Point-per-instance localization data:
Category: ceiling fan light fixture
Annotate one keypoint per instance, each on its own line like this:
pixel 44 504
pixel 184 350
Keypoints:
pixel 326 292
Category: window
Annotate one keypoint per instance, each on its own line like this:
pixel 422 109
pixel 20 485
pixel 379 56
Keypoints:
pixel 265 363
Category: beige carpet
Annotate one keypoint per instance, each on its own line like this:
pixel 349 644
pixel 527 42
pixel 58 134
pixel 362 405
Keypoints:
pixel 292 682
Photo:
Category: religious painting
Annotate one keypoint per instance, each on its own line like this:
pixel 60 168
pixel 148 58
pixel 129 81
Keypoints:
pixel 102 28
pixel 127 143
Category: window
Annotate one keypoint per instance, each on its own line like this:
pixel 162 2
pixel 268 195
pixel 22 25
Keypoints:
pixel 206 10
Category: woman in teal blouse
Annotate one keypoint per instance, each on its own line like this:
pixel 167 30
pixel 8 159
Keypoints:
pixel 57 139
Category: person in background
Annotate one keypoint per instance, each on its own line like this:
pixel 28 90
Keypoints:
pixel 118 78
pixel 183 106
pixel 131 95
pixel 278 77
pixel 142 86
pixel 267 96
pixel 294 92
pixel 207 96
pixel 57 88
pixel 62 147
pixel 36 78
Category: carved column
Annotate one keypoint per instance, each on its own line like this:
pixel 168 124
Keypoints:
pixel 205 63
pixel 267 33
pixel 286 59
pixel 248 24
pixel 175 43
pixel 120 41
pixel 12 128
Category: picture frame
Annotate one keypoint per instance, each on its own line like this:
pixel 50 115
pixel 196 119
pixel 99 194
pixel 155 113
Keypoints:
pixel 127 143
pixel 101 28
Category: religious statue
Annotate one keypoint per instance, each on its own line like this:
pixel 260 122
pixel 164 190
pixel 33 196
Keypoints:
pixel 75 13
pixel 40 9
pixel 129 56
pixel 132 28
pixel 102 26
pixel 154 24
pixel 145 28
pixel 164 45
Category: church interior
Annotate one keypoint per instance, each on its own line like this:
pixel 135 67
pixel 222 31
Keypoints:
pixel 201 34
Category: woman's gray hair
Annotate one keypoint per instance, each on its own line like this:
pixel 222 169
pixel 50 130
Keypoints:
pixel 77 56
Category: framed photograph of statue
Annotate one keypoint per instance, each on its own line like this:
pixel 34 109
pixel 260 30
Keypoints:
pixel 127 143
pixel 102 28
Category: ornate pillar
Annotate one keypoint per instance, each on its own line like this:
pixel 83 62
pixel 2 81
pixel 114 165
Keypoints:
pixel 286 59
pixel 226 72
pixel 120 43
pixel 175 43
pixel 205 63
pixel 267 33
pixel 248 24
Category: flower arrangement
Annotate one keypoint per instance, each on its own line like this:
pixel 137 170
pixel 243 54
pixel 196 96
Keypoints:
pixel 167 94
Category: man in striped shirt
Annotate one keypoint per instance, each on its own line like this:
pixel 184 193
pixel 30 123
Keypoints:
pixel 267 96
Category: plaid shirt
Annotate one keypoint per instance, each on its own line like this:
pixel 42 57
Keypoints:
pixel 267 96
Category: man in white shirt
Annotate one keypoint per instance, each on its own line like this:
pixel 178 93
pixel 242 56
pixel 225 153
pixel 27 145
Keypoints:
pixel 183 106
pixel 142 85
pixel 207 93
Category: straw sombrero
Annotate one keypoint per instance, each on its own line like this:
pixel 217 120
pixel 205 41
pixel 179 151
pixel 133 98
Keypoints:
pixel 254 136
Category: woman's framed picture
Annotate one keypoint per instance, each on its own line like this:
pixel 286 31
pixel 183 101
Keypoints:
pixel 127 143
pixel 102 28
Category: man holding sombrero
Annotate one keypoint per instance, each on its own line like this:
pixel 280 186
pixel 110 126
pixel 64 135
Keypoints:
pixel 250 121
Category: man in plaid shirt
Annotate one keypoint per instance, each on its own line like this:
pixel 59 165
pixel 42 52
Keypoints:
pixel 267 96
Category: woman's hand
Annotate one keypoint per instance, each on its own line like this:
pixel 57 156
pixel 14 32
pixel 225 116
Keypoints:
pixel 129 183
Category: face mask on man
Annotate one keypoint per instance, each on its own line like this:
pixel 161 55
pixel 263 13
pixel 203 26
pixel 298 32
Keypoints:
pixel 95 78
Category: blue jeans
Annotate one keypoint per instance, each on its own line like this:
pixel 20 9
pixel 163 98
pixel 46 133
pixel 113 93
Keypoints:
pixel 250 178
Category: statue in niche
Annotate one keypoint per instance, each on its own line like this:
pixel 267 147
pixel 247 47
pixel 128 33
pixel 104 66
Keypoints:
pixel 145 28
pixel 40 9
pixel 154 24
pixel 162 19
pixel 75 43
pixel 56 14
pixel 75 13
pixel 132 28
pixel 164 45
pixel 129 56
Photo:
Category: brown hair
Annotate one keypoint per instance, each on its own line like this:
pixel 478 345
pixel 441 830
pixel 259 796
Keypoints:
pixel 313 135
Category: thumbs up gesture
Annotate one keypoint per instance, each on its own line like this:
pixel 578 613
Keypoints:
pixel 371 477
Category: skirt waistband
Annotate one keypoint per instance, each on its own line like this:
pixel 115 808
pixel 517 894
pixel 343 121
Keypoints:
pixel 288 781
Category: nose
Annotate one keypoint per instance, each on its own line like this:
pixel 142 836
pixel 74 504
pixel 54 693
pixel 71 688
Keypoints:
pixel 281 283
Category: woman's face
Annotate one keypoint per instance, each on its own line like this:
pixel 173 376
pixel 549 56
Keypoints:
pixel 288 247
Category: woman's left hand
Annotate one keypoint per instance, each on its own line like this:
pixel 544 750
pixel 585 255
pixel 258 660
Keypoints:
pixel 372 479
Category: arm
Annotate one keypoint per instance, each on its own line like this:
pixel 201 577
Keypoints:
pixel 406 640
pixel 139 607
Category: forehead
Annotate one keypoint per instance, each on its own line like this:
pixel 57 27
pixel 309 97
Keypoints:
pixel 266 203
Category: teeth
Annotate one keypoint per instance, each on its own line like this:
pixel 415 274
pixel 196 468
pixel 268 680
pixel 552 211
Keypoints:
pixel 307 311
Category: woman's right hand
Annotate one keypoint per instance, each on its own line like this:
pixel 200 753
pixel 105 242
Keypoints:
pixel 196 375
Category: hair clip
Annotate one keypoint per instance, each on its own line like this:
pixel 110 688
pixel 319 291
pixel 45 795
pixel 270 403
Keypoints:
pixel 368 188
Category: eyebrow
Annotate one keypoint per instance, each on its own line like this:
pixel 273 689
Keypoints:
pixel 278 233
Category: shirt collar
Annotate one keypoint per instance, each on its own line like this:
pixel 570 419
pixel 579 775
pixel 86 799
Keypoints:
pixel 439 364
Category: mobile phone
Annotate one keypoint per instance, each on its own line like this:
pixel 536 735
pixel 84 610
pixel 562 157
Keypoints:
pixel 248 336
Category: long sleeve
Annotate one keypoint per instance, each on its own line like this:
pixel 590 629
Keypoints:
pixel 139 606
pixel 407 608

- _WORK REQUEST_: Please make an exact copy of every record, leaving nothing out.

- _ANSWER SPACE_:
Category: ceiling fan light fixture
Annotate one keypoint per instance, each on its own line like this:
pixel 44 504
pixel 184 350
Keypoints:
pixel 326 292
Category: window
Annotate one keypoint per instance, each on its own line like this:
pixel 422 109
pixel 20 485
pixel 379 56
Keypoints:
pixel 265 363
Category: beige carpet
Annotate one keypoint per instance, each on its own line like this:
pixel 349 644
pixel 527 42
pixel 58 134
pixel 362 405
Keypoints:
pixel 292 682
Photo:
Category: religious painting
Annotate one keypoint per instance, each on its own line like this:
pixel 60 168
pixel 148 58
pixel 129 81
Keypoints:
pixel 102 28
pixel 127 143
Category: window
Annotate one keypoint per instance, each on its own line like this:
pixel 162 2
pixel 268 195
pixel 22 25
Keypoints:
pixel 206 10
Category: woman in teal blouse
Annotate one keypoint per instance, each on its own line like this:
pixel 167 30
pixel 8 159
Keypoints:
pixel 57 139
Category: person in background
Annotate one keypoint per instance, each on its own line like this:
pixel 28 90
Keypoints:
pixel 118 78
pixel 183 106
pixel 131 95
pixel 278 77
pixel 142 86
pixel 267 96
pixel 294 92
pixel 207 96
pixel 57 88
pixel 62 147
pixel 36 78
Category: carved column
Annotate one keypoint per instance, each on its own line like this:
pixel 168 124
Keypoints:
pixel 205 63
pixel 267 33
pixel 286 59
pixel 248 24
pixel 175 43
pixel 120 41
pixel 12 128
Category: picture frame
Annotate one keypoint per instance, each on its own line like this:
pixel 50 115
pixel 196 119
pixel 99 194
pixel 155 113
Keypoints:
pixel 127 143
pixel 101 28
Category: religious statue
Annotate one keypoint per instance, each on its own line like this:
pixel 260 122
pixel 164 190
pixel 33 196
Keypoints:
pixel 75 13
pixel 40 9
pixel 129 56
pixel 132 28
pixel 102 26
pixel 154 24
pixel 145 28
pixel 164 45
Category: church interior
Annotate one keypoint per instance, each on its own line like this:
pixel 135 67
pixel 222 31
Keypoints:
pixel 201 34
Category: woman's gray hair
Annotate one keypoint per instance, each on its own line like this:
pixel 222 169
pixel 50 130
Keypoints:
pixel 77 56
Category: framed photograph of statue
Annotate one keypoint per instance, each on its own line like this:
pixel 34 109
pixel 260 30
Keypoints:
pixel 127 143
pixel 102 28
Category: ornate pillar
Annotate one keypoint per instance, each on its own line like this:
pixel 83 62
pixel 2 81
pixel 114 165
Keypoints:
pixel 286 59
pixel 226 72
pixel 120 43
pixel 175 43
pixel 205 63
pixel 267 33
pixel 248 24
Category: flower arrangement
Annotate one keypoint per instance, each on its own line like this:
pixel 137 170
pixel 243 54
pixel 196 96
Keypoints:
pixel 167 94
Category: man in striped shirt
Annotate one keypoint per instance, each on its own line like this:
pixel 184 193
pixel 30 123
Keypoints:
pixel 267 96
Category: plaid shirt
Annotate one keypoint per instance, each on its own line like this:
pixel 42 57
Keypoints:
pixel 267 96
Category: man in white shirt
Annotate one keypoint per instance, each on its own line like this:
pixel 178 93
pixel 242 56
pixel 225 153
pixel 27 145
Keypoints:
pixel 183 106
pixel 142 85
pixel 207 93
Category: straw sombrero
Annotate one keypoint per instance, each on its own line like this:
pixel 217 120
pixel 205 41
pixel 179 151
pixel 133 98
Keypoints:
pixel 254 136
Category: woman's framed picture
Annotate one keypoint per instance, each on its own line like this:
pixel 286 31
pixel 183 101
Keypoints:
pixel 127 143
pixel 102 28
Category: man holding sombrero
Annotate one keypoint per instance, each on its own line like this:
pixel 280 186
pixel 110 126
pixel 64 135
Keypoints:
pixel 250 121
Category: man in plaid shirt
Annotate one keypoint per instance, each on its own line like this:
pixel 59 165
pixel 42 52
Keypoints:
pixel 267 96
Category: woman's hand
Annotate one keypoint per instance, each on its own line like this:
pixel 57 156
pixel 14 32
pixel 225 116
Keypoints:
pixel 129 183
Category: face mask on man
Annotate one keypoint per instance, each on its own line like this:
pixel 161 55
pixel 263 13
pixel 203 26
pixel 298 32
Keypoints:
pixel 95 78
Category: blue jeans
Annotate one keypoint per instance, each on its own line like this:
pixel 20 9
pixel 163 98
pixel 46 133
pixel 113 93
Keypoints:
pixel 250 178
Category: statue in niche
Annotate one keypoint per instance, each on its own line like this:
pixel 267 147
pixel 247 47
pixel 128 33
pixel 104 66
Keypoints:
pixel 145 28
pixel 40 9
pixel 154 24
pixel 162 19
pixel 75 43
pixel 56 14
pixel 75 13
pixel 132 28
pixel 164 45
pixel 129 56
Photo:
Category: brown hair
Annotate one keypoint per instance, each on its own line like this:
pixel 478 345
pixel 441 830
pixel 259 796
Keypoints:
pixel 313 135
Category: thumbs up gesture
Annotate one keypoint per instance, each on its own line like this:
pixel 578 613
Keypoints:
pixel 371 477
Category: skirt waistband
Annotate one keypoint per instance, each on its own line like this:
pixel 115 808
pixel 517 894
pixel 343 121
Keypoints:
pixel 288 781
Category: nose
Annotate one keypoint per instance, each on its own line like this:
pixel 142 836
pixel 74 504
pixel 54 693
pixel 71 688
Keypoints:
pixel 281 283
Category: woman's face
Annotate one keypoint per instance, each on its own line like this:
pixel 173 376
pixel 549 56
Keypoints:
pixel 288 247
Category: woman's left hand
Annotate one keypoint per instance, each on its own line like this:
pixel 544 750
pixel 585 255
pixel 258 660
Keypoints:
pixel 372 479
Category: arm
Annotate one keypoint per instance, each on its own line like this:
pixel 201 577
Keypoints:
pixel 406 640
pixel 139 607
Category: forehead
Annotate one keypoint per instance, each on its own line like this:
pixel 57 27
pixel 309 97
Keypoints:
pixel 266 203
Category: teeth
Annotate one keypoint per instance, each on its own line like this:
pixel 415 274
pixel 196 468
pixel 268 680
pixel 552 211
Keypoints:
pixel 307 311
Category: woman's right hand
Annotate one keypoint per instance, each on its own line like this:
pixel 200 753
pixel 105 242
Keypoints:
pixel 196 375
Category: hair clip
Annotate one keypoint per instance, each on its own line like this:
pixel 110 688
pixel 319 291
pixel 45 795
pixel 270 403
Keypoints:
pixel 368 188
Category: eyebrow
Annotate one keypoint per instance, each on its own line like this:
pixel 273 689
Keypoints:
pixel 278 233
Category: shirt collar
Annotate one keypoint per instance, each on its own line like this:
pixel 570 419
pixel 579 775
pixel 86 799
Keypoints:
pixel 439 364
Category: mobile phone
Annotate one keypoint per instance, each on its own line like this:
pixel 536 735
pixel 84 610
pixel 562 157
Keypoints:
pixel 248 336
Category: long sleeve
Annotate one keypoint per instance, each on its own line like this:
pixel 590 629
Keypoints:
pixel 139 606
pixel 407 608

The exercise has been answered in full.